Text zur Durchsicht
****
Das offene Objekt

Die Buttermaschine des Lebens

Von
Rudolf Velhagen

In einer Buttermaschine vollzieht sich eine stille Metamorphose. Flüssige Milch, weich und unfertig, wird durch unermüdliche Bewegung zu Butter – fest, reichhaltig, vollendet. Doch dieser Wandel geschieht nicht von selbst. Erst durch das stetige Schlagen, durch das Trennen von Molke und Fett, entsteht etwas Neues: Transformation braucht Reibung, wie es der deutsche Künstler Joseph Beuys (1921 – 1986) mit seiner «Sozialen Skulptur» unter der Verwendung der Materialien Fett und Filz eindrücklich aufzeigte.

So ist es auch mit uns. Wir beginnen als formbare Masse, als Summe unserer Möglichkeiten. Doch das Leben schleudert uns hin und her, trennt Wesentliches von Überflüssigem, zwingt uns, Gestalt anzunehmen. Jeder Widerstand, jede Krise ist ein Schlag im grossen Umrühren unserer Existenz. Wer sich dieser Bewegung entzieht, bleibt flüssig, ungeformt, ohne Beständigkeit.
****
[Auszüge aus einem Datensatz]
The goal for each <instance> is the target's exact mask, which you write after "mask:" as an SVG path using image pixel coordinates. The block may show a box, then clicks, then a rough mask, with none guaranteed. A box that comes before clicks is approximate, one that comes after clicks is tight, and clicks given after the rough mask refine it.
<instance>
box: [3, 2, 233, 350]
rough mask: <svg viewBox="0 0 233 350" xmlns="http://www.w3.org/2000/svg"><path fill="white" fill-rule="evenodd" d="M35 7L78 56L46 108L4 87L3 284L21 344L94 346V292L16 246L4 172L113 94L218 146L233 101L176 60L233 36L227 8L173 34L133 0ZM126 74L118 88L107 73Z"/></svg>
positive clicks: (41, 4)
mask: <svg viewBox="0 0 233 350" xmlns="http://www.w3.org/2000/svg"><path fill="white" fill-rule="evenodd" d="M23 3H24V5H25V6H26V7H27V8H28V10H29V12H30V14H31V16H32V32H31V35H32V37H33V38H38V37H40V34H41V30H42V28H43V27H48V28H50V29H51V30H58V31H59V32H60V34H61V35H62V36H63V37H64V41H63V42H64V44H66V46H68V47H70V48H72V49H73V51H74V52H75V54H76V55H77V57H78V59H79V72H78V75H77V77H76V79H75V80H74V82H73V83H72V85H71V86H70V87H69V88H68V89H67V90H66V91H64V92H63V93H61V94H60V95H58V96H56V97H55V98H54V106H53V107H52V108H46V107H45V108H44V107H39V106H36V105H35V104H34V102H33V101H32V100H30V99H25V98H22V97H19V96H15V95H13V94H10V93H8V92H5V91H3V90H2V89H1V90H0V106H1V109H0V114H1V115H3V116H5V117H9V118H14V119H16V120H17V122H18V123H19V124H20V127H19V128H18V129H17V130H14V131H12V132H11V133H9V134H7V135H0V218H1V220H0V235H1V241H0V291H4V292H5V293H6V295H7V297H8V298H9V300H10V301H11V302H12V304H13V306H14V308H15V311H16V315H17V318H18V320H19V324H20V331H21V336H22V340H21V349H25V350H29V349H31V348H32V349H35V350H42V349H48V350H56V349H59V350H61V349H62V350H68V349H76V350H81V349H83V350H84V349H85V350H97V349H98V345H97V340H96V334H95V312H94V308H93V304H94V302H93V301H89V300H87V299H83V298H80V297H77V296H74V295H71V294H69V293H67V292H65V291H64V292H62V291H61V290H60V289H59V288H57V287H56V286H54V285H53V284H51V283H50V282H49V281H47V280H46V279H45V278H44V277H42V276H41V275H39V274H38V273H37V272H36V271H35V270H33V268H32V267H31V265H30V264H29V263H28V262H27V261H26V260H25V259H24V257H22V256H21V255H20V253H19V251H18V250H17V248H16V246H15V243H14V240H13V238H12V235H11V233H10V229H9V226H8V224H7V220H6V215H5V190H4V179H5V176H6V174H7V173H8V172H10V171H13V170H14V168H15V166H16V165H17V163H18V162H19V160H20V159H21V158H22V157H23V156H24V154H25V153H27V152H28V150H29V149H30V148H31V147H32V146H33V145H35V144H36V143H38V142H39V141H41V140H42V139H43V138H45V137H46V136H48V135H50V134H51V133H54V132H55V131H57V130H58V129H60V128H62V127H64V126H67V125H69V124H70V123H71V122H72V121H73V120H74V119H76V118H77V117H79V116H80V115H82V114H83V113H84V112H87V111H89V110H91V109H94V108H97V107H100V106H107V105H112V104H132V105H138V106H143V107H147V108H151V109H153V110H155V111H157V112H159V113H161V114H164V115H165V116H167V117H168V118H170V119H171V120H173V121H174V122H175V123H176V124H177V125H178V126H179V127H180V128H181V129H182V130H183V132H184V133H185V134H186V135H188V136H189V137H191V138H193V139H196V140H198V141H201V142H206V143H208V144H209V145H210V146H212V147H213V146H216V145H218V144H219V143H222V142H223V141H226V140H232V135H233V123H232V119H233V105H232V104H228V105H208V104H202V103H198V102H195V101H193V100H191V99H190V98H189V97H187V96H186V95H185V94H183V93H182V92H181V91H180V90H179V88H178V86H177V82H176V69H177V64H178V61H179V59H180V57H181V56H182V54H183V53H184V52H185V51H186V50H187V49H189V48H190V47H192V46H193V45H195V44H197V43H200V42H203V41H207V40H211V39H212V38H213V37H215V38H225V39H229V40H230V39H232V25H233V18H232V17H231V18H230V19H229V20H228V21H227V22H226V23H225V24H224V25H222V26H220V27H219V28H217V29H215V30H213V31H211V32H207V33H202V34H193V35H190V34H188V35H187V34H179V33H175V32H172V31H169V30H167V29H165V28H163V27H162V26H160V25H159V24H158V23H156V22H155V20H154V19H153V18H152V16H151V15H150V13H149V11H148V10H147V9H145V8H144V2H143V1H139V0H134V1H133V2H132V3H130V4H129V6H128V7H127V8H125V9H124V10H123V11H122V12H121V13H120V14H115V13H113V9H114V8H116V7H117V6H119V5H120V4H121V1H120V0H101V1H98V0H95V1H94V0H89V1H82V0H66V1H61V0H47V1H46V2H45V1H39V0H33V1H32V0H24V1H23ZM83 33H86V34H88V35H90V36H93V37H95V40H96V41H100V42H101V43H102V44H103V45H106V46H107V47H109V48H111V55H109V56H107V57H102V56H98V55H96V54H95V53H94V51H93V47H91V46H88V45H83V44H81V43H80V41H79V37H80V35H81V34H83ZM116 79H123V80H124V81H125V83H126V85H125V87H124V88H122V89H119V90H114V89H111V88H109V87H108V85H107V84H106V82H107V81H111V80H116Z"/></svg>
****
Arbeitsanweisungen
• A. Schreiben Sie aus dem Text über die Buttermaschine des Lebens den Abschnitt wortgetreu ab, der mit den Worten „Das offene Objekt“ einsetzt und mit „Filz eindrücklich aufzeigte.“ schließt.
• B. Beantworten Sie die folgenden Fragen zum Text über die Buttermaschine des Lebens.
(i) Welche Materialien verwendete Joseph Beuys für seine «Soziale Skulptur»?
(ii) Was entsteht in der Buttermaschine aus der flüssigen Milch?
(iii) Wie bleibt laut dem Text jemand, der sich der Bewegung entzieht?
• C. Führen Sie den Text über die Buttermaschine des Lebens im selben Ton nach seinem letzten Satz weiter.

Lösungen zur Übung
• A.
Das offene Objekt

Die Buttermaschine des Lebens

Von
Rudolf Velhagen

In einer Buttermaschine vollzieht sich eine stille Metamorphose. Flüssige Milch, weich und unfertig, wird durch unermüdliche Bewegung zu Butter – fest, reichhaltig, vollendet. Doch dieser Wandel geschieht nicht von selbst. Erst durch das stetige Schlagen, durch das Trennen von Molke und Fett, entsteht etwas Neues: Transformation braucht Reibung, wie es der deutsche Künstler Joseph Beuys (1921 – 1986) mit seiner «Sozialen Skulptur» unter der Verwendung der Materialien Fett und Filz eindrücklich aufzeigte.

• B.
(i) Fett und Filz.
(ii) Butter, die fest, reichhaltig und vollendet ist.
(iii) Flüssig, ungeformt und ohne Beständigkeit.

• C.
Aber Transformation ist mehr als blosses Aushalten. Sie verlangt, dass wir uns ihr hingeben, dass wir vertrauen, dass aus dem Chaos eine neue Struktur entsteht: Wer Butter will, muss rühren, und wer wachsen will, muss Wandel zulassen.

Vielleicht ist das Leben am Ende nichts anderes als eine grosse Buttermaschine: ein ständiger Prozess des Knetens und Trennens, damit wir zu dem werden, was in uns steckt.

Rudolf Velhagen, Chefkurator bei Museum Aargau, erkundet an dieser Stelle die verborgenen Botschaften der Dinge. Nicht weniger als 55 000 historische Objekte aus der kantonalen Sammlung warten auf ihre Befragung.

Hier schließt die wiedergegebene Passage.